## TEXT PASSAGE
--- --- ---
Environmentalists have urged the government to establish competent environmental courts to comprehensively prosecute those who ignite veld fires.
Veld fires are now common in Zimbabwe, resulting in the loss of lives, property, wildlife, and domestic animals.
Last week, on October 10, 2022, ten men ranging from 20 to 50 years died while attempting to put out a veld fire in Esigodini’s Rodrose Farm in Matabeleland South.
Activists urged the country to act swiftly and forcefully to combat environmental crimes such as veld fires.
The Matabeleland Institute for Human Rights (MIHR), which promotes environmental awareness, dubbed last week’s incident as the ‘10-10-10 Veld Fire Disaster,’ saying it was unfortunate the ten died while defending their environment.
“We pass our sincere condolences to the affected families and wish a speedy recovery to those who sustained injuries. MIHR also takes this time to reiterate the call for urgent and decisive action to be taken,” said MIHR Coordinator, Khumbulani Maphosa in an interview with CITE.
“We specifically recommend that the country needs to consider setting up a competent environmental court that shall be responsible for trying environmental criminals like those who start veld fires.”
Maphosa stated that environmental courts were required since the ‘10-10-10 Veld Fire Disaster’ demonstrated “beyond doubt” the seriousness of environmental crimes to biodiversity loss and human life.
--- --- ---
## MATERIAL
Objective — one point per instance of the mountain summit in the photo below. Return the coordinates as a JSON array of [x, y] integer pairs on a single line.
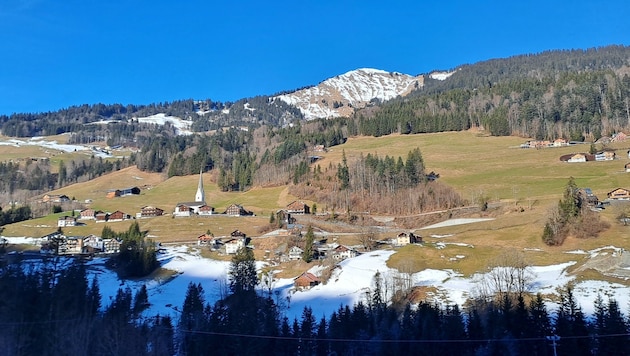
--- --- ---
## YOUR INSTRUCTIONS
Please state the name the Matabeleland Institute for Human Rights gave to the incident described in the veld fire article.

## FULL SOLUTION
The '10-10-10 Veld Fire Disaster.'